**Segmentation labeling entries**.
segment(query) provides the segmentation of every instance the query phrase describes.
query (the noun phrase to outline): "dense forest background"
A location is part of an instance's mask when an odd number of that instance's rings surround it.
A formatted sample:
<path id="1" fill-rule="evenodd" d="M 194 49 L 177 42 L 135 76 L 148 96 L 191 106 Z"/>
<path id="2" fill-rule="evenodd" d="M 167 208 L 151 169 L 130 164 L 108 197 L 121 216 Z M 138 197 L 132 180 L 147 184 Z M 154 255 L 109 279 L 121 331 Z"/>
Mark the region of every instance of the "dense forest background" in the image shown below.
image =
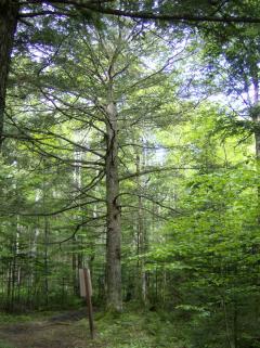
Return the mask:
<path id="1" fill-rule="evenodd" d="M 1 310 L 79 306 L 88 266 L 96 308 L 260 347 L 258 1 L 0 12 Z"/>

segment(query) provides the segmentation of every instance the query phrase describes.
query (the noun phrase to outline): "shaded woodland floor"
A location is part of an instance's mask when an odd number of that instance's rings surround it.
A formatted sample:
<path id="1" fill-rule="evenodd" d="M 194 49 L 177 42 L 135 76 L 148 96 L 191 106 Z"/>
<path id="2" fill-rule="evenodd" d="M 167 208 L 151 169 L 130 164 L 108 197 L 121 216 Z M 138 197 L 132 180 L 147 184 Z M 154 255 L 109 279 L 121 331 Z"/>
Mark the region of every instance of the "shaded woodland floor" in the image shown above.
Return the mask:
<path id="1" fill-rule="evenodd" d="M 4 314 L 3 314 L 4 315 Z M 172 324 L 157 313 L 127 312 L 117 318 L 98 313 L 96 337 L 90 339 L 84 310 L 36 318 L 1 318 L 0 348 L 159 348 L 183 347 Z M 12 321 L 14 318 L 9 317 Z M 83 319 L 82 319 L 83 318 Z M 21 322 L 18 322 L 18 320 Z M 25 321 L 24 321 L 25 320 Z M 27 320 L 27 321 L 26 321 Z M 23 322 L 24 321 L 24 322 Z"/>

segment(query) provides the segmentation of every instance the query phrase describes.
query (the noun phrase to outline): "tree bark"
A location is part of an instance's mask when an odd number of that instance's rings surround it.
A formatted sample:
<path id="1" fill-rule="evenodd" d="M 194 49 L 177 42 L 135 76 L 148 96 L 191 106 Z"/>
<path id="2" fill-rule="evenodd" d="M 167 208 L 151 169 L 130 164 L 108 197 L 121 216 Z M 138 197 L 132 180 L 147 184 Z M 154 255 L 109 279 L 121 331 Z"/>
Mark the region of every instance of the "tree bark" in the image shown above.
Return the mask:
<path id="1" fill-rule="evenodd" d="M 0 0 L 0 149 L 11 52 L 18 18 L 18 1 Z"/>
<path id="2" fill-rule="evenodd" d="M 107 308 L 121 311 L 121 223 L 118 180 L 117 109 L 113 99 L 113 86 L 108 87 L 106 106 L 106 285 Z"/>

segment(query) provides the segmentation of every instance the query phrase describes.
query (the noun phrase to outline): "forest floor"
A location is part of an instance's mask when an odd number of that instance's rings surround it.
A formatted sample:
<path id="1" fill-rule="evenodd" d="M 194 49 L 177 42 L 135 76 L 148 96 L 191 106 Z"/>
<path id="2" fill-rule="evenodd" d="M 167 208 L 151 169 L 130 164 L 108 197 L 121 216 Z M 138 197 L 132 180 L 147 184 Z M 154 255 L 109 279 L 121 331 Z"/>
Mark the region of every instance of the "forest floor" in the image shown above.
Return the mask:
<path id="1" fill-rule="evenodd" d="M 96 313 L 95 338 L 86 310 L 0 317 L 0 348 L 181 348 L 178 327 L 156 312 Z M 84 318 L 83 318 L 84 317 Z"/>

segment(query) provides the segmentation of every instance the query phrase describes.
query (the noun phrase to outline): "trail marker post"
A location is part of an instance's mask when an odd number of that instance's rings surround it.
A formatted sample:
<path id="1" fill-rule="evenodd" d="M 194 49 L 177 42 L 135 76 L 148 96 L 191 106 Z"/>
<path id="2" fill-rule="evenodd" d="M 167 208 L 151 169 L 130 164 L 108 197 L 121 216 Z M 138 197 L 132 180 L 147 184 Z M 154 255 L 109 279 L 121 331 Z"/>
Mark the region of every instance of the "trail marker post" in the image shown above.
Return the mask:
<path id="1" fill-rule="evenodd" d="M 80 288 L 80 296 L 86 297 L 89 325 L 90 325 L 90 336 L 93 339 L 94 321 L 93 321 L 93 308 L 92 308 L 92 301 L 91 301 L 92 285 L 91 285 L 90 270 L 88 268 L 79 269 L 79 288 Z"/>

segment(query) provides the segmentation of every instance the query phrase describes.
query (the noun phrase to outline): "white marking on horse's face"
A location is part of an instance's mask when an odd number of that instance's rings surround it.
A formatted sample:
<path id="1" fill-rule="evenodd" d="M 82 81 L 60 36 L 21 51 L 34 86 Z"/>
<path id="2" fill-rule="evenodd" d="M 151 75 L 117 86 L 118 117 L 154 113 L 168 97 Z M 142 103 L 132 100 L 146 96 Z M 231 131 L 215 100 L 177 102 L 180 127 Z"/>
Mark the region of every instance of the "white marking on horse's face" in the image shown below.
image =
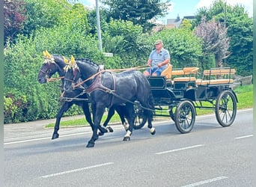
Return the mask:
<path id="1" fill-rule="evenodd" d="M 154 131 L 155 131 L 155 127 L 152 127 L 150 129 L 150 132 L 151 133 L 153 133 Z"/>
<path id="2" fill-rule="evenodd" d="M 130 132 L 129 130 L 127 130 L 127 132 L 124 137 L 131 137 L 131 135 L 132 135 L 132 132 Z"/>

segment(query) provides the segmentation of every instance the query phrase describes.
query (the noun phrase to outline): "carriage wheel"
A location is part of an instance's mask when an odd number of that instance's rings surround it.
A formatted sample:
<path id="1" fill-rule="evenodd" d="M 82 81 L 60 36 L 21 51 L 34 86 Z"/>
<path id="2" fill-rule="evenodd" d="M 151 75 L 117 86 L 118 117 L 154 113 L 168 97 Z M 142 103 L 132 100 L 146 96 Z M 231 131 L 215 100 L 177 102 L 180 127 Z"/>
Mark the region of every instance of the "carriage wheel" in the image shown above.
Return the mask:
<path id="1" fill-rule="evenodd" d="M 133 125 L 134 129 L 141 129 L 147 122 L 147 117 L 144 115 L 141 108 L 135 108 L 135 120 Z"/>
<path id="2" fill-rule="evenodd" d="M 170 114 L 171 119 L 173 121 L 175 121 L 175 110 L 176 110 L 175 107 L 171 107 L 169 108 L 169 114 Z"/>
<path id="3" fill-rule="evenodd" d="M 237 115 L 237 99 L 230 90 L 222 92 L 217 98 L 215 114 L 219 123 L 225 127 L 231 126 Z"/>
<path id="4" fill-rule="evenodd" d="M 175 126 L 179 132 L 189 132 L 195 120 L 195 110 L 193 104 L 189 100 L 181 101 L 177 106 L 175 119 Z"/>

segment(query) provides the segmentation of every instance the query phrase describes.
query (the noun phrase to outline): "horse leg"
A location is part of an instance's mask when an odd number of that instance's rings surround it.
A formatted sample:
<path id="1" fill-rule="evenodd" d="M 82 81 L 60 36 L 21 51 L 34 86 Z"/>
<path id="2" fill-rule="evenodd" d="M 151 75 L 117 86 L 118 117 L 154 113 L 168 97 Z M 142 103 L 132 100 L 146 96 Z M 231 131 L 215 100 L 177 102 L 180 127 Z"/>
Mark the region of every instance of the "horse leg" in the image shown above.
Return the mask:
<path id="1" fill-rule="evenodd" d="M 153 126 L 152 125 L 152 120 L 153 120 L 153 111 L 149 110 L 144 110 L 144 113 L 147 115 L 147 128 L 150 129 L 150 132 L 151 135 L 156 134 L 156 128 Z"/>
<path id="2" fill-rule="evenodd" d="M 87 147 L 94 147 L 95 144 L 95 141 L 98 139 L 99 135 L 97 133 L 97 130 L 100 129 L 103 133 L 107 132 L 108 129 L 100 126 L 100 121 L 104 114 L 105 108 L 104 107 L 96 107 L 95 104 L 91 105 L 91 108 L 93 111 L 93 135 L 91 138 L 90 141 L 87 144 Z"/>
<path id="3" fill-rule="evenodd" d="M 56 139 L 58 138 L 58 131 L 60 129 L 60 122 L 61 117 L 64 112 L 66 112 L 71 106 L 73 105 L 73 103 L 70 102 L 64 102 L 63 105 L 61 105 L 61 109 L 58 111 L 57 116 L 56 116 L 56 121 L 55 125 L 54 126 L 54 132 L 52 134 L 52 140 Z"/>
<path id="4" fill-rule="evenodd" d="M 134 106 L 132 104 L 127 103 L 127 117 L 128 117 L 128 123 L 129 123 L 129 127 L 127 129 L 127 132 L 126 135 L 124 137 L 124 141 L 129 141 L 131 138 L 131 135 L 132 134 L 132 129 L 133 129 L 133 124 L 135 118 L 135 114 L 134 111 Z"/>
<path id="5" fill-rule="evenodd" d="M 126 106 L 125 105 L 118 105 L 118 106 L 115 107 L 115 109 L 119 115 L 119 117 L 122 122 L 122 125 L 124 127 L 124 129 L 126 131 L 127 131 L 128 128 L 129 128 L 129 124 L 127 123 L 127 121 L 125 120 L 125 118 L 124 118 L 125 115 L 127 115 Z"/>
<path id="6" fill-rule="evenodd" d="M 88 121 L 88 123 L 89 123 L 91 128 L 93 130 L 94 123 L 91 120 L 91 116 L 88 103 L 87 102 L 83 102 L 81 107 L 82 108 L 82 111 L 84 111 L 86 120 Z"/>

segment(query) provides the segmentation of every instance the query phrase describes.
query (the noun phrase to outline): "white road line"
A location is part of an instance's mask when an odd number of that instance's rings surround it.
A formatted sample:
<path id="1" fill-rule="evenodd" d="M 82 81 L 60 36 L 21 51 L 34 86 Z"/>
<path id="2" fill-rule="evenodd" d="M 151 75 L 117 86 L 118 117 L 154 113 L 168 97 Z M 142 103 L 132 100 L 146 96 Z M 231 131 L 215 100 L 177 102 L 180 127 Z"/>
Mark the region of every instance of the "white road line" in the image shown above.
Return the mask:
<path id="1" fill-rule="evenodd" d="M 114 129 L 114 130 L 117 129 L 124 129 L 124 127 L 118 127 Z M 85 134 L 91 134 L 91 132 L 78 132 L 74 134 L 68 134 L 68 135 L 61 135 L 61 137 L 67 137 L 67 136 L 73 136 L 73 135 L 85 135 Z M 10 142 L 5 142 L 4 143 L 4 145 L 9 145 L 9 144 L 20 144 L 20 143 L 25 143 L 25 142 L 29 142 L 29 141 L 40 141 L 40 140 L 46 140 L 46 139 L 51 139 L 52 137 L 44 137 L 44 138 L 34 138 L 34 139 L 28 139 L 28 140 L 23 140 L 23 141 L 10 141 Z"/>
<path id="2" fill-rule="evenodd" d="M 70 170 L 70 171 L 65 171 L 60 172 L 60 173 L 56 173 L 56 174 L 49 174 L 49 175 L 43 175 L 43 176 L 41 176 L 40 178 L 46 179 L 46 178 L 49 178 L 49 177 L 52 177 L 64 175 L 64 174 L 70 174 L 70 173 L 79 172 L 79 171 L 84 171 L 84 170 L 92 169 L 92 168 L 99 168 L 99 167 L 102 167 L 102 166 L 105 166 L 105 165 L 113 165 L 113 164 L 114 164 L 114 162 L 107 162 L 107 163 L 100 164 L 100 165 L 95 165 L 81 168 L 78 168 L 78 169 L 75 169 L 75 170 Z"/>
<path id="3" fill-rule="evenodd" d="M 237 138 L 235 138 L 235 139 L 243 139 L 243 138 L 250 138 L 252 136 L 253 136 L 253 135 L 244 135 L 244 136 L 237 137 Z"/>
<path id="4" fill-rule="evenodd" d="M 61 137 L 72 136 L 72 135 L 84 135 L 84 134 L 87 134 L 87 133 L 91 133 L 91 132 L 79 132 L 79 133 L 76 133 L 76 134 L 61 135 Z M 44 138 L 34 138 L 34 139 L 28 139 L 28 140 L 23 140 L 23 141 L 10 141 L 10 142 L 4 143 L 4 145 L 14 144 L 28 142 L 28 141 L 34 141 L 51 139 L 51 138 L 52 138 L 52 137 L 44 137 Z"/>
<path id="5" fill-rule="evenodd" d="M 201 185 L 204 185 L 204 184 L 210 183 L 213 183 L 213 182 L 215 182 L 215 181 L 217 181 L 217 180 L 225 180 L 225 179 L 227 179 L 227 178 L 228 178 L 228 177 L 222 176 L 222 177 L 216 177 L 216 178 L 213 178 L 213 179 L 210 179 L 210 180 L 201 180 L 201 181 L 199 181 L 199 182 L 183 186 L 181 187 L 198 186 L 201 186 Z"/>
<path id="6" fill-rule="evenodd" d="M 192 148 L 195 148 L 195 147 L 202 147 L 202 146 L 204 146 L 204 144 L 193 145 L 193 146 L 186 147 L 183 147 L 183 148 L 180 148 L 180 149 L 176 149 L 176 150 L 166 150 L 166 151 L 156 153 L 156 155 L 162 155 L 162 154 L 166 154 L 166 153 L 173 153 L 173 152 L 176 152 L 176 151 L 192 149 Z"/>

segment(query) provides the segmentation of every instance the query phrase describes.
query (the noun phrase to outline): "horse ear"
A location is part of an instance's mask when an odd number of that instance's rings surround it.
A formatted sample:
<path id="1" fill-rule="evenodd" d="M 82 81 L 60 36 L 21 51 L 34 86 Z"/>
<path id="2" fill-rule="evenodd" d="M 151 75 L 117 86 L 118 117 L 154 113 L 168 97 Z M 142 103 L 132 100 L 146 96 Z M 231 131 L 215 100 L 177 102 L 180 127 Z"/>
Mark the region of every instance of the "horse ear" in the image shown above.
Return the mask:
<path id="1" fill-rule="evenodd" d="M 46 57 L 50 58 L 51 58 L 51 54 L 49 53 L 49 52 L 47 50 L 46 50 Z"/>
<path id="2" fill-rule="evenodd" d="M 45 51 L 43 52 L 43 55 L 44 57 L 46 57 L 46 52 Z"/>
<path id="3" fill-rule="evenodd" d="M 63 57 L 63 60 L 66 64 L 68 63 L 68 60 L 66 58 Z"/>
<path id="4" fill-rule="evenodd" d="M 71 61 L 71 64 L 75 66 L 76 61 L 75 61 L 75 58 L 73 55 L 71 56 L 71 61 Z"/>

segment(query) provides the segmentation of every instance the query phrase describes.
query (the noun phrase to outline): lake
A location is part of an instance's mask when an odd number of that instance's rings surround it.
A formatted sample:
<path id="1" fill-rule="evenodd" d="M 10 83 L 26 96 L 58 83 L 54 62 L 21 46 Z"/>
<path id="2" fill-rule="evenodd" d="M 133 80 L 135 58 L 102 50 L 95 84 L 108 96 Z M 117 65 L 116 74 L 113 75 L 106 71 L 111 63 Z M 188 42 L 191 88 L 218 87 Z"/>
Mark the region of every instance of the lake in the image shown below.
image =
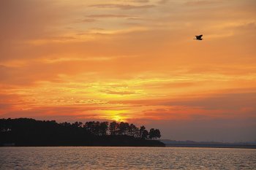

**INSTRUCTIONS FOR THE TASK**. Extract the listing's lines verbatim, beginning with its first line and stopping after the line that contains "310 L 79 306". Omit the picture from your answer.

**WRITTEN ANSWER**.
segment(query) provides the segmentation of every instance the query phrase describes.
query (the noun phrase to outline): "dense forest background"
A location is part of an instance's mask when an odd number of that instance's rings surround it.
A formatted sample:
<path id="1" fill-rule="evenodd" d="M 194 49 L 177 42 L 135 76 L 148 96 L 191 106 Z"/>
<path id="2" fill-rule="evenodd" d="M 167 208 L 151 169 L 130 164 L 108 197 L 121 216 Z M 138 197 L 132 180 L 147 184 Z M 154 255 L 109 279 L 121 331 Z"/>
Mark the region of every instance of the "dense forest background" in the image shown below.
image =
Return the mask:
<path id="1" fill-rule="evenodd" d="M 1 310 L 79 306 L 88 266 L 96 308 L 260 347 L 258 1 L 0 12 Z"/>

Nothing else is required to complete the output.